▸ THE TASK:
Each line of the material below should be reproduced exactly.

▸ DATA PROVIDED:
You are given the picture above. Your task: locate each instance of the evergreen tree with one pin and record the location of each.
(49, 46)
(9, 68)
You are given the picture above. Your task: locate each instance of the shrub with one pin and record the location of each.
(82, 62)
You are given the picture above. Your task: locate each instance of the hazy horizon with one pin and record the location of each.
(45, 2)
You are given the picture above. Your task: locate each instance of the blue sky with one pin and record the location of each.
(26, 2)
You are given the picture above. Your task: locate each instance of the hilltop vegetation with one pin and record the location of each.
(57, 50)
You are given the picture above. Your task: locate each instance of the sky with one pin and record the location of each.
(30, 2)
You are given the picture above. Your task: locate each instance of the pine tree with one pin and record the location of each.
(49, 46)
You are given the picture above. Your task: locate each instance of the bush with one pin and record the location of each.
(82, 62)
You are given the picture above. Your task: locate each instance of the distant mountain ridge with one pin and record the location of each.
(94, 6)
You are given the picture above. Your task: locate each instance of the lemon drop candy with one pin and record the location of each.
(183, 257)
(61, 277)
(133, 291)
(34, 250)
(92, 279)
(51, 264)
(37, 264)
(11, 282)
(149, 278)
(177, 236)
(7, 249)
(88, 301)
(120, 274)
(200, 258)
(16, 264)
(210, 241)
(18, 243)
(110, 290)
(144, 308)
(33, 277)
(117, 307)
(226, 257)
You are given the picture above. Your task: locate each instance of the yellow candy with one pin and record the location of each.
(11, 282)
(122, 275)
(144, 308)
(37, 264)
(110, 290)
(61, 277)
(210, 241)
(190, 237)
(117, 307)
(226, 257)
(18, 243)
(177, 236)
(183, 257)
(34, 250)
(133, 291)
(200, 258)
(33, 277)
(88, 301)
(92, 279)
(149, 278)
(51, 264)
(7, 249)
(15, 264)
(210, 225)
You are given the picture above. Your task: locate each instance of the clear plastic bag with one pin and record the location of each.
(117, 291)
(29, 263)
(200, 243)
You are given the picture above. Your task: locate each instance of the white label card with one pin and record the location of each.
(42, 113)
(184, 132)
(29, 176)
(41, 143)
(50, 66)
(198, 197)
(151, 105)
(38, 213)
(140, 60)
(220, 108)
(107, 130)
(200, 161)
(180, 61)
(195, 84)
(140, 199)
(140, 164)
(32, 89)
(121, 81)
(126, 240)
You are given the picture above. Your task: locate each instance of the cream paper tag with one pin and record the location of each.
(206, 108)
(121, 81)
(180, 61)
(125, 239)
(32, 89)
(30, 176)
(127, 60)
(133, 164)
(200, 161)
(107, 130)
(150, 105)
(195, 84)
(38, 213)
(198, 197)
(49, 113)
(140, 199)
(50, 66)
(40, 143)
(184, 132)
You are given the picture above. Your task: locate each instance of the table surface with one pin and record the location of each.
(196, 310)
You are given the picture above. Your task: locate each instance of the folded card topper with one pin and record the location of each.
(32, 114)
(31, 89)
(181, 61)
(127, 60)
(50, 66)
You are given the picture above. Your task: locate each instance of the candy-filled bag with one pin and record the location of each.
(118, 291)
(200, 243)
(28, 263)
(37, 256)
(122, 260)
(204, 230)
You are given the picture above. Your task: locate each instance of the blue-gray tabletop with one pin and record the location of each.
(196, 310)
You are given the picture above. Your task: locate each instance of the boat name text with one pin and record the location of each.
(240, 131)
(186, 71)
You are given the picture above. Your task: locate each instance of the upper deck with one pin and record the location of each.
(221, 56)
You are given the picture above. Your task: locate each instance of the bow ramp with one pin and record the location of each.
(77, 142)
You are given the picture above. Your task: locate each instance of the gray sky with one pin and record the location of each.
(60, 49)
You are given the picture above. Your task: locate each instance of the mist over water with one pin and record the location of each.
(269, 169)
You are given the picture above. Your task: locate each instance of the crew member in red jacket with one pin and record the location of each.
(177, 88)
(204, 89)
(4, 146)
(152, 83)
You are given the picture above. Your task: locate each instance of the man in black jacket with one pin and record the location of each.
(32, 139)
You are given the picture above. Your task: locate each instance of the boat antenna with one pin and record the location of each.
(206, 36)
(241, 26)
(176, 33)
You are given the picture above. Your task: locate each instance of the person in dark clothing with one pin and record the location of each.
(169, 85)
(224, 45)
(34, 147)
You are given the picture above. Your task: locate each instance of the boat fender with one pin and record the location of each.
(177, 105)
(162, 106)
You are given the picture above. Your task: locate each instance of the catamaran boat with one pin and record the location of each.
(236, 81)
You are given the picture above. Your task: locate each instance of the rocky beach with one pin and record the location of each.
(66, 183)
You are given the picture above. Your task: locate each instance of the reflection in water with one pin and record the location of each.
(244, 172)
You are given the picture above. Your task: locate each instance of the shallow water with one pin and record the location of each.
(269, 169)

▸ SOLVED EXERCISE:
You are given the picture above. Your task: locate each instance of the evergreen tree with one pin and record the location of each.
(49, 46)
(9, 68)
You are given the picture above. Your task: locate each instance of the shrub with one pin and record the location of each.
(82, 62)
You are given the picture above. Your task: locate each instance of the hazy horizon with one pin and record the location of each.
(45, 2)
You are given the picture above. Your task: locate each instance of the blue sky with one pin and record the location of each.
(26, 2)
You are given the picture above. Your task: locate each instance of the hilltop vegetation with one pin and record the location of each.
(57, 50)
You are given the picture above. Your task: locate each instance of the sky with one pin and record the location of each.
(30, 2)
You are given the picture above. Your task: locate each instance of the pine tree with one pin and record the location of each.
(49, 46)
You are given the picture above. Your task: locate each instance of the bush with one pin and record the location of each.
(82, 62)
You are given the picture above. Your task: locate each instance of the distant mountain ridge with one pin and record the location of each.
(94, 6)
You are given the picture above. Your task: locate each instance of the lemon drop candy with one pin and record the location of each.
(183, 257)
(61, 277)
(133, 291)
(34, 250)
(92, 279)
(51, 264)
(37, 264)
(11, 282)
(149, 278)
(177, 236)
(7, 249)
(88, 301)
(120, 274)
(200, 258)
(16, 264)
(210, 241)
(18, 243)
(110, 290)
(144, 308)
(33, 277)
(117, 307)
(226, 257)
You are given the picture above. Your task: locate each instance of the yellow candy with one pin and record the location of each.
(11, 282)
(122, 275)
(144, 308)
(37, 264)
(110, 290)
(61, 277)
(210, 241)
(190, 237)
(117, 307)
(226, 257)
(18, 243)
(177, 236)
(183, 257)
(34, 250)
(133, 291)
(200, 258)
(33, 277)
(88, 301)
(92, 279)
(149, 278)
(51, 264)
(7, 249)
(15, 264)
(210, 225)
You are given the picture above. Your task: locate each instance of the clear plastic bag with one pin and record the location of each.
(117, 291)
(29, 263)
(200, 243)
You are given the picture above. Your task: locate each instance of the white label card with one pin and record the location of each.
(42, 113)
(184, 132)
(29, 176)
(41, 143)
(50, 66)
(198, 197)
(151, 105)
(38, 213)
(140, 60)
(220, 108)
(107, 130)
(200, 161)
(180, 61)
(195, 84)
(140, 199)
(140, 164)
(32, 89)
(121, 81)
(126, 240)
You are given the picture above. Your task: locate each instance of the cream paper tag with one pin and record the location of each.
(206, 108)
(121, 81)
(180, 61)
(125, 239)
(32, 89)
(30, 176)
(127, 60)
(133, 164)
(200, 161)
(107, 130)
(150, 105)
(195, 84)
(38, 213)
(198, 197)
(49, 113)
(140, 199)
(50, 66)
(40, 143)
(184, 132)
You are given the picture above. Your task: locate each instance of the table surface with one pin and record the location of each.
(196, 310)
You are given the picture above. Your task: locate each instance of the folded card topper with one pin and record the location of each.
(32, 114)
(31, 89)
(181, 61)
(127, 60)
(50, 66)
You are given the picture above. Your task: locate each instance of the candy-filled bag with one pin and record the location of each.
(118, 291)
(200, 243)
(28, 263)
(37, 256)
(122, 260)
(204, 230)
You are given the picture above. Your task: locate each instance of the blue-gray tabletop with one pin and record the location of each.
(196, 310)
You are given the picture above. Your task: locate each instance of the boat name text with one pin and record the location of each.
(240, 131)
(186, 71)
You are given the picture above. Your task: locate each instance of the upper deck with one pin and record the location of each.
(221, 56)
You are given the picture above. Your task: locate each instance of the bow ramp with one pin and record the location of each.
(77, 142)
You are given the picture above. Your task: locate each instance of the gray sky with one pin and record the location of each.
(60, 49)
You are given the picture above. Your task: locate each instance of the mist over water with one pin and record the location of each.
(269, 169)
You are given the picture above. Your task: locate each instance of the crew member in red jacket with one pin and record the location of each.
(177, 88)
(204, 89)
(4, 146)
(152, 83)
You are given the picture above. Your task: locate each instance of the man in black jacket with one pin and record the location of each.
(32, 139)
You are given the picture above. Your task: locate each instance of the boat antenna with one pin and record the location of each.
(206, 36)
(241, 26)
(176, 33)
You are given the picture above. Your task: locate each instance of the person in dark clothing with one pin and record the location of each.
(169, 85)
(224, 45)
(34, 147)
You are given the picture above. Your task: locate each instance of the boat fender with one pin and record the location of each.
(177, 105)
(162, 106)
You are given the picture above. Your task: locate each instance of the catamaran boat with one pin and record the location of each.
(236, 81)
You are given the picture above. Your task: locate each instance of the rocky beach with one pin and record the location of each.
(66, 183)
You are given the picture above. Your task: locate each instance of the reflection in water with one pin and record the location of each.
(244, 172)
You are given the picture above. Your task: locate each instance of the shallow water with one pin and record the location of each.
(269, 169)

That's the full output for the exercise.